* _Aim of the task_
Please reproduce all of the rows below word for word, omitting the pictures.
=======
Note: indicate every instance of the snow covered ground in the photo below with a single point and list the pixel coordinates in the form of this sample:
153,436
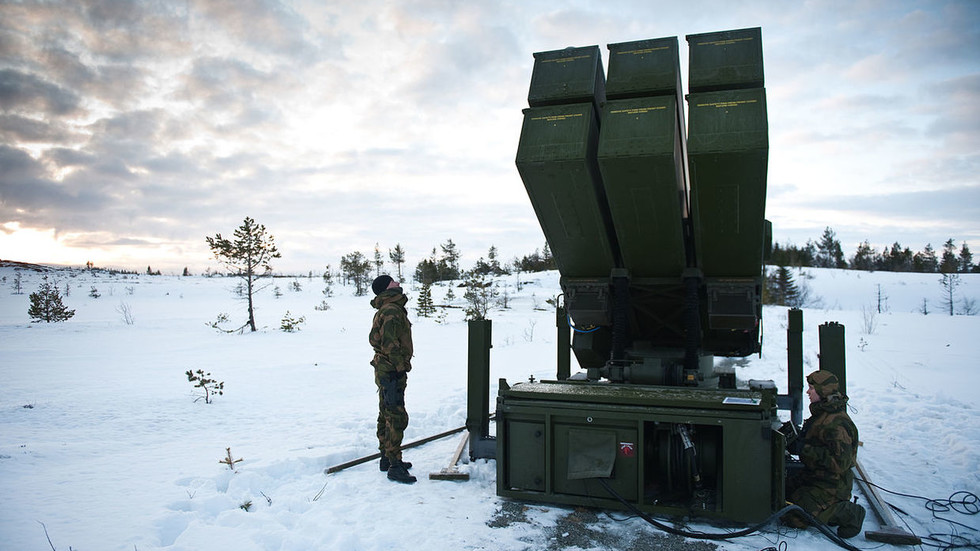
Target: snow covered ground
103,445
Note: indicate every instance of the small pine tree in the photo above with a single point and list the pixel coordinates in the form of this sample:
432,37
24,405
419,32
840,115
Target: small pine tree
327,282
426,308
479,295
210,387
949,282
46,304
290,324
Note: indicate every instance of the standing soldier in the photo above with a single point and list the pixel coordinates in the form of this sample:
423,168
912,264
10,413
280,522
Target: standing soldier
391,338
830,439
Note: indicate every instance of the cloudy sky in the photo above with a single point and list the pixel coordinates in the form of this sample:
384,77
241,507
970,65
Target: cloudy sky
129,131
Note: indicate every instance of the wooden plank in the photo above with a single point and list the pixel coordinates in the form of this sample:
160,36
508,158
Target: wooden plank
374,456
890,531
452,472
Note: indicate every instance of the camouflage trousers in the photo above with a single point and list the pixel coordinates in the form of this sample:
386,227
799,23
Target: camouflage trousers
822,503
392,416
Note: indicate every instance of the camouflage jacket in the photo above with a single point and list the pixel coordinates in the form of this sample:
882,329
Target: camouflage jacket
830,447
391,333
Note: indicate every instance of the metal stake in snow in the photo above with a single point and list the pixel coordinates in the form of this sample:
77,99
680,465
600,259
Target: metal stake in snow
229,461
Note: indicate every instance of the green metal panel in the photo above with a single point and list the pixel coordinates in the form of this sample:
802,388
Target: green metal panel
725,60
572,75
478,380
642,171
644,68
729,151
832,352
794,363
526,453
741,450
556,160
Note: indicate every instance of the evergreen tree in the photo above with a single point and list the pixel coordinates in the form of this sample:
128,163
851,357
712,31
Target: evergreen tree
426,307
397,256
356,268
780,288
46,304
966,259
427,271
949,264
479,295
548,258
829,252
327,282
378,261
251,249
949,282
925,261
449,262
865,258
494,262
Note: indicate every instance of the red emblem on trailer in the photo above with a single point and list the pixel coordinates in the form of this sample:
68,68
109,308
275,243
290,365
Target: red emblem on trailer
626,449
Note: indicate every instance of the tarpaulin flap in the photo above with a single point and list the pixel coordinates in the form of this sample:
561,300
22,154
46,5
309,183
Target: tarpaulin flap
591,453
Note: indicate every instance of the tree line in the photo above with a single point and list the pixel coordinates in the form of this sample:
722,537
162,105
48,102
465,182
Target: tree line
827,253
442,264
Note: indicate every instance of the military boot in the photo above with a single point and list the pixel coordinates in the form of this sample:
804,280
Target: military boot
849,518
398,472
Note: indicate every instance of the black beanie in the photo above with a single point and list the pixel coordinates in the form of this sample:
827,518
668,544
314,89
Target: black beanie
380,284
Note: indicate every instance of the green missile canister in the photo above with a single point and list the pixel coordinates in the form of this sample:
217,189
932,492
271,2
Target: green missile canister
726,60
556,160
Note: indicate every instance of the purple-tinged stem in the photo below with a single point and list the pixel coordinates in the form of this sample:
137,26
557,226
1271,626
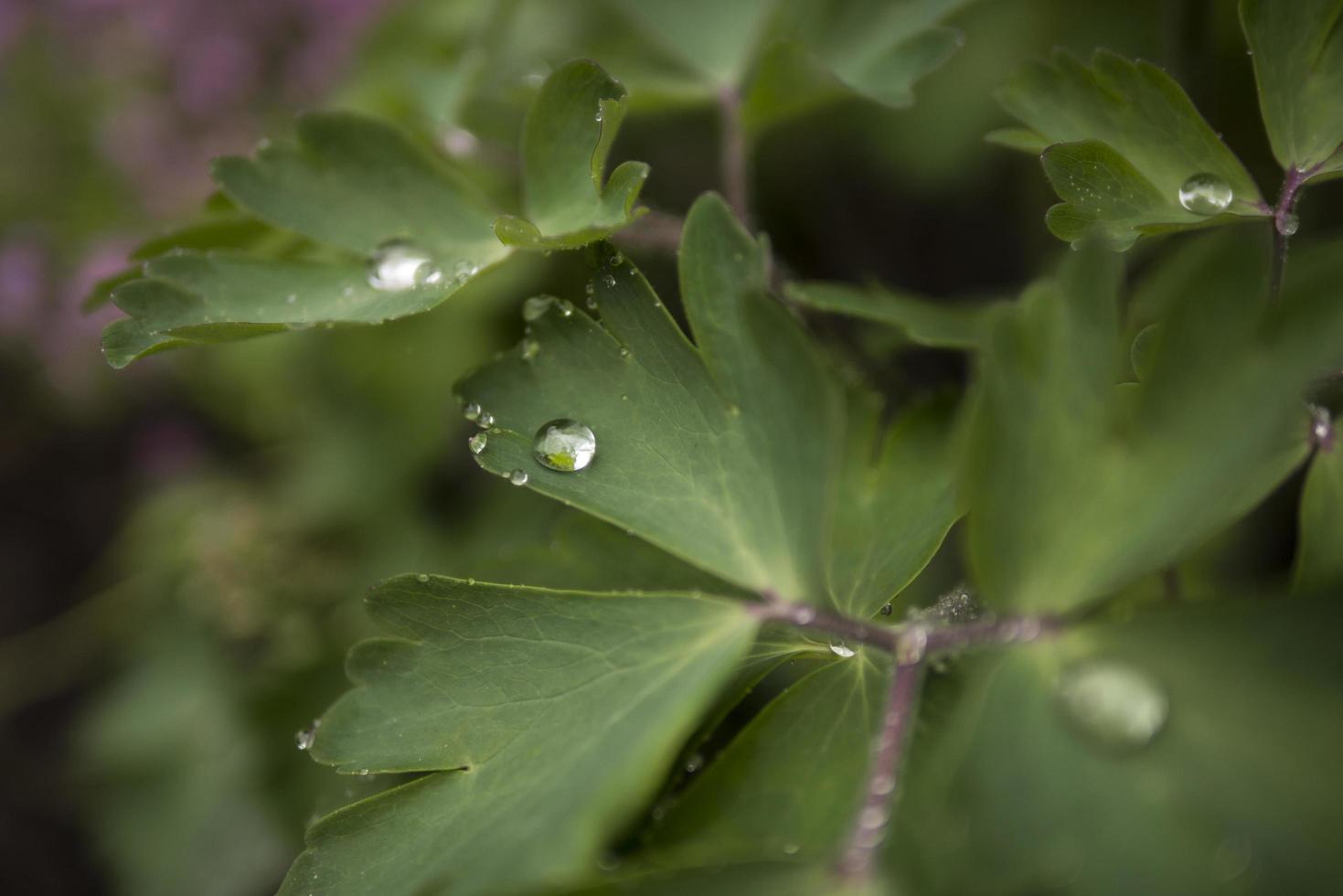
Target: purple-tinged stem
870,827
=======
* _The response_
Note: indicate every instance of the snow covered ground in the photo below with a single point and list the pixel coordinates in the form of this sample:
153,436
Target: snow covered ground
103,445
Note: indicate every instance of the small pine tree in the photo above with a single point and list the pixel coordinates in the form of this sample:
432,37
24,405
419,32
840,115
Target: small pine tree
327,282
426,308
479,295
210,387
949,282
46,304
290,324
Note: indicate every instance of the standing soldier in the photo above with a single point and list the pixel coordinates in the form of this sample:
423,168
912,264
10,413
280,522
Target: standing soldier
391,338
830,439
Note: indicate every instance of the cloudy sky in the photo above with a single point and list the pixel coordinates in the form of this sample:
384,77
241,507
970,65
Target: cloudy sky
129,131
Note: indicate every instance of the wooden plank in the photo above with a single point and list the pixel coordinates in the form of this sample:
160,36
508,158
Target: wooden plank
374,456
890,531
452,472
Note: indicate every instance of the camouflage trousers in the photo above with a single point and list the pixel coordinates in the form of this sample:
386,227
799,23
Target: camouflage trousers
822,503
392,416
Note: indicate every instance of the camouflage jacket in the photo above with a single point and list the pixel coordinates in the form of this sample:
882,329
Target: camouflage jacket
830,447
391,333
Note: indicate every instance of the metal stake in snow in the photo above with a single point and list the pixel coordinates in the form of this sample:
77,99
680,465
600,259
Target: metal stake in snow
229,461
Note: indicate every instance of the green metal panel in the photo above with a single point and list the pixel coordinates in the form of this sample:
802,388
Target: green metal panel
725,60
572,75
478,380
642,171
644,68
729,151
832,352
794,363
526,453
741,450
556,160
Note: indicate every instance of the evergreen tree in the photo above with a single point and list the pixel coordinates in the form of this sample:
128,163
851,357
712,31
Target: evergreen tree
426,307
397,256
356,268
780,288
46,304
966,259
427,271
949,264
479,295
548,258
829,252
327,282
378,261
251,249
949,282
925,261
449,262
865,258
494,262
Note: indicate every instance of the red emblem on trailer in the photo above with a single point and list the pixel coordinates in the form of this sample:
68,68
109,308
275,243
290,365
Target: red emblem on trailer
626,449
Note: indicate every instance of the tarpaulin flap in the photo above with a single point and list the pixel coordinates in the form of this sample:
561,300
22,154
46,5
309,183
Target: tarpaulin flap
591,453
Note: indicate every instance of the tree line in the photo above with a single point and list the pixel coordinates in the form of this sample:
722,537
162,105
48,102
465,182
Target: tree line
827,253
442,264
Note: indicate every instance of the military boot in the photo above with a single point and list the pixel coordinates in the form of this sample:
804,280
Target: military boot
849,518
398,472
Note: indicate every instance of the black beanie in the photo above with a single point and list the pixel coordinates in the form of this sample:
827,518
668,544
314,89
Target: black beanie
380,284
Note: indicate every instance of the green missile canister in the photo above with a single point and list the pixel coordinates in the form of this sample:
217,189
932,492
271,2
Target: green missile canister
726,60
556,160
Note: indicate every instance of the purple-tinged stem in the photo below with a single point and list the pixel coordinates in the form of this sample:
137,26
557,226
1271,626
Target: purple-tinged stem
870,827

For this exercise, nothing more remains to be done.